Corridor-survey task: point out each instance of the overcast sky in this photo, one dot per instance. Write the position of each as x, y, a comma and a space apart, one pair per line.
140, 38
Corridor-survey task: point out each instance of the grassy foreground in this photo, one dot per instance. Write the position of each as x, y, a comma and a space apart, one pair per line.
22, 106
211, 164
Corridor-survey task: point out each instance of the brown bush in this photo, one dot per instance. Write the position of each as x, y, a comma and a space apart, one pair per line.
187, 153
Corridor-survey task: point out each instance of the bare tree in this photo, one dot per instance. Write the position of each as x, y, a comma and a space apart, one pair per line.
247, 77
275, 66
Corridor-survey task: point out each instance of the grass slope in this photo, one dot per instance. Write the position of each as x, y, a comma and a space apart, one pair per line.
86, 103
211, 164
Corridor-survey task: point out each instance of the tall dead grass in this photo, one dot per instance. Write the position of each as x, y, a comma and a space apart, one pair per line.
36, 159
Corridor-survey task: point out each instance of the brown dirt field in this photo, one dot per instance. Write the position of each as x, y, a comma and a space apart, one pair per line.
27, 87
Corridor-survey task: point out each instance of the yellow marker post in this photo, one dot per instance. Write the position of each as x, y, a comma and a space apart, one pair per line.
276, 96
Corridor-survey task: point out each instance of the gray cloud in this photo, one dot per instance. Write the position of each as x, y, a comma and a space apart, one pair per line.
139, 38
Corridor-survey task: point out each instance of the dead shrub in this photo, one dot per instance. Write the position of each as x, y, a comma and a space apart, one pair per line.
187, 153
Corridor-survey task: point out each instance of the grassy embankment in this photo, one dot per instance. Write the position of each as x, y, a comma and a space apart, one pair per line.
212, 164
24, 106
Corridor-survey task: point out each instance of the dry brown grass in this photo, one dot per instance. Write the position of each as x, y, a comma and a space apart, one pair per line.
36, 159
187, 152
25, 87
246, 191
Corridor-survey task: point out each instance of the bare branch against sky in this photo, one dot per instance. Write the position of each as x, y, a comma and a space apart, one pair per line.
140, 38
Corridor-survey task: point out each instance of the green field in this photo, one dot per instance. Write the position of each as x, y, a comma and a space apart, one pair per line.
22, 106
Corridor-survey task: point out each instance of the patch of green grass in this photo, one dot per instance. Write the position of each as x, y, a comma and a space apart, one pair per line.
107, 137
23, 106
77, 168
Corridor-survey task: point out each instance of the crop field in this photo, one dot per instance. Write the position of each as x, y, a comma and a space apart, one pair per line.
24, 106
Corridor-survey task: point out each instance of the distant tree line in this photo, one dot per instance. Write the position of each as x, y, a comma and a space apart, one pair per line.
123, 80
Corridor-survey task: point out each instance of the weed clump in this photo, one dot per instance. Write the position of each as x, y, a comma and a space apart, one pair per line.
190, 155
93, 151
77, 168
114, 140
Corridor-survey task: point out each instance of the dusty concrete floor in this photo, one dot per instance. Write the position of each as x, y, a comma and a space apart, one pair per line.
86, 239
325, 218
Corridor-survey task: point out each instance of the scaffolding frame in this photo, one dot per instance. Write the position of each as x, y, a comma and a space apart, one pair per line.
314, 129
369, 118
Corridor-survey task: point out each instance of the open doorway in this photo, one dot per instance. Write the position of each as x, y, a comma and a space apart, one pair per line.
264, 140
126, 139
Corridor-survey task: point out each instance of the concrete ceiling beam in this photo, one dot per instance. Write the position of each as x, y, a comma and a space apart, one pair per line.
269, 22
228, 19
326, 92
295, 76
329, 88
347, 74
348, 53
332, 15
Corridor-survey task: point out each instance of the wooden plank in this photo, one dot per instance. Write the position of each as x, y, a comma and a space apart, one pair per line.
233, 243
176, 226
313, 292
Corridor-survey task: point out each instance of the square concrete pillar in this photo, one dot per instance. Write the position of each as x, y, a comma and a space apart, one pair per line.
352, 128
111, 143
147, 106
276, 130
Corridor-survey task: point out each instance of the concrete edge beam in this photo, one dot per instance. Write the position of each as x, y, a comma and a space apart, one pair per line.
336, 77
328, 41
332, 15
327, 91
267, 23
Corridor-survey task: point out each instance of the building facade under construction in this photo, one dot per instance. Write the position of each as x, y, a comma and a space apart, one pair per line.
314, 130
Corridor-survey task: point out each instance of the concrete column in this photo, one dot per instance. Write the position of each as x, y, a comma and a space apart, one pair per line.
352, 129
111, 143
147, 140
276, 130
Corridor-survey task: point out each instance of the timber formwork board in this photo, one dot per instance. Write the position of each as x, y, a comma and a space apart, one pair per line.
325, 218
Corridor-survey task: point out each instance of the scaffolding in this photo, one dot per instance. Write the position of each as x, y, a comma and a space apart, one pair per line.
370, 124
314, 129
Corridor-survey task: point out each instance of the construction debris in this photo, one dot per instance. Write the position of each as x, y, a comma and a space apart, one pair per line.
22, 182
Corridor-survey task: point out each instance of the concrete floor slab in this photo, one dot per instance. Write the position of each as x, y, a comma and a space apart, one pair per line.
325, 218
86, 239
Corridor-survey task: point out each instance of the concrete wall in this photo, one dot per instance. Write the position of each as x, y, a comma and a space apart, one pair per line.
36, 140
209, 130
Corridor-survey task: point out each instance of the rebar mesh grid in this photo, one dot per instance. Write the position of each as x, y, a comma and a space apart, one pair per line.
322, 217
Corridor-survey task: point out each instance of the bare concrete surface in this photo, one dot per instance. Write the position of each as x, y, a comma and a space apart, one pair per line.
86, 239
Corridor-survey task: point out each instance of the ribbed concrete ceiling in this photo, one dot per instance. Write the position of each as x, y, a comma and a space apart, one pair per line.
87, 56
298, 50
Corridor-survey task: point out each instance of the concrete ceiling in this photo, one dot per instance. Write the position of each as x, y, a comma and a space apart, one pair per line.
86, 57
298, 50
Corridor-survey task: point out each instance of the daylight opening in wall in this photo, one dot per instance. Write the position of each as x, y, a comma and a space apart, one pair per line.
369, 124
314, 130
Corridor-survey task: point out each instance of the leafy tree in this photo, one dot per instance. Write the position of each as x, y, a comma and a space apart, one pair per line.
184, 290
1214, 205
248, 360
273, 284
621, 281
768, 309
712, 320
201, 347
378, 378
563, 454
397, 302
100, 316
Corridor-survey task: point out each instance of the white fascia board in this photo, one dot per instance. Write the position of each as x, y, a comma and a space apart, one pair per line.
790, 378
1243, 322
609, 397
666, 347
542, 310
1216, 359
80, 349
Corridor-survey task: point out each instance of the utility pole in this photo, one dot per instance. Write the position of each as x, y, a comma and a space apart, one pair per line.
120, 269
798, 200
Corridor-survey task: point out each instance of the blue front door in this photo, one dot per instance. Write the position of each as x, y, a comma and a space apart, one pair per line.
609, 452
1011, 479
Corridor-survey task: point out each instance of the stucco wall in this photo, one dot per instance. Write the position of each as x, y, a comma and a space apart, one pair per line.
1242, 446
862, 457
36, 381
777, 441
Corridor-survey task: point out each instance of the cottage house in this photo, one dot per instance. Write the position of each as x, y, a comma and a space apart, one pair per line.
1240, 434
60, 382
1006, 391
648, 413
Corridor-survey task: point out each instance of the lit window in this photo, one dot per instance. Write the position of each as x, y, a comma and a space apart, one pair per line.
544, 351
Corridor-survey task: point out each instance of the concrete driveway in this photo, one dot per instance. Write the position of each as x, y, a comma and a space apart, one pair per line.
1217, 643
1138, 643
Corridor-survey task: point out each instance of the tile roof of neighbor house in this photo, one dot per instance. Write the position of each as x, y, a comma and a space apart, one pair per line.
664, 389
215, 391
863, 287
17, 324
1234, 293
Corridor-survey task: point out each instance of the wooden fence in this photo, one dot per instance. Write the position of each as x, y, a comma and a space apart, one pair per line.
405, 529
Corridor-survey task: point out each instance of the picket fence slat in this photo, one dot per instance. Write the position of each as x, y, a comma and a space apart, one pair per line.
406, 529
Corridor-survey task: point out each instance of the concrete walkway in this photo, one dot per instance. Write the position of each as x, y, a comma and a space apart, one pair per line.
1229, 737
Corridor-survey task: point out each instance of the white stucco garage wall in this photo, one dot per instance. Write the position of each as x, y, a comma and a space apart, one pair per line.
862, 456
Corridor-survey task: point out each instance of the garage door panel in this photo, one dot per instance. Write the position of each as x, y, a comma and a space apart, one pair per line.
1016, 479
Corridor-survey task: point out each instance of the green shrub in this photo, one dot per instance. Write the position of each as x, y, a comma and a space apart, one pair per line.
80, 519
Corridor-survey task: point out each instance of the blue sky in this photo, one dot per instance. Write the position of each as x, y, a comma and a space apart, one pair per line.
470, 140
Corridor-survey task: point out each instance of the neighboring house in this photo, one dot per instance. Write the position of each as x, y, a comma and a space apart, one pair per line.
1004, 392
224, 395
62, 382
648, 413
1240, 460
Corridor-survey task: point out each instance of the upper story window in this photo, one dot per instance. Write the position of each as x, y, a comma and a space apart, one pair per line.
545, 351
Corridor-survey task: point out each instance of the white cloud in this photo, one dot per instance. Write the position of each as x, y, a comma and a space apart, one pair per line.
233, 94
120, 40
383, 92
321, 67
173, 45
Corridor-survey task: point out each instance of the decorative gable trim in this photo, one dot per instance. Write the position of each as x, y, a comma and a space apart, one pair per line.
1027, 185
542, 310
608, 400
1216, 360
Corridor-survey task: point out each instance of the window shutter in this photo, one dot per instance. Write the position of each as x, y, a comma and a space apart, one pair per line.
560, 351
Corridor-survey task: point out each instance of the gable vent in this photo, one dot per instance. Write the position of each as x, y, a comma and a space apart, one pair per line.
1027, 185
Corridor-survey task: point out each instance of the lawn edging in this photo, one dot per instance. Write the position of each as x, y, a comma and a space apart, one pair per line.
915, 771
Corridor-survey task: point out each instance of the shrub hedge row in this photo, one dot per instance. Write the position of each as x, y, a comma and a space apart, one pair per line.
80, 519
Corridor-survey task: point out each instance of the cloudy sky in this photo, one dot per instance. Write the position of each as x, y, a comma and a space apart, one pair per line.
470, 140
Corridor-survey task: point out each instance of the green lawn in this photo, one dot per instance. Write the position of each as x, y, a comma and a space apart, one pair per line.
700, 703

____

Problem to solve
Beginning at the line that holds "Corridor-survey task: point out each instance of the decorative", reproduce each line of the records above down to and including the last one.

Solution below
Corridor-survey task: point out each instance of the decorative gable trim in this photo, one dot per instance. Write the position of each as x, y, a comma and a space apart, one pair per line.
1027, 185
542, 310
608, 400
1216, 360
Corridor-survey task: point out each instance of the window shutter in this photo, one dot per instance. Write the position of each as x, y, a comma and a space apart, one pair per line.
560, 351
Corridor-survey task: point out each instance of the gable vent in this photo, one dot per instance. Write the position of each as x, y, a comma and a space apart, one pair per line.
1027, 185
Corridor-survey task: point out each instance of the lawn edging in this photo, one dot per instance. Write the position of each as x, y, a comma and a space apart, one pair per line.
915, 771
Corridor-survey task: point out each instance of the shrub hedge row in this photo, one dot per instance. Write the position of each as x, y, a comma and a space apart, one pair per line.
80, 519
Corridor-survey task: point out each instance of the cloudy sky in this photo, one dot per instance. Write the position of each as x, y, a comma and a space apart, one pair per line.
470, 140
Corridor-survey task: point out each instance of the green lawn in this photo, one dot per instance. Write the position of each as x, y, a comma and a space apart, one pair per line.
700, 703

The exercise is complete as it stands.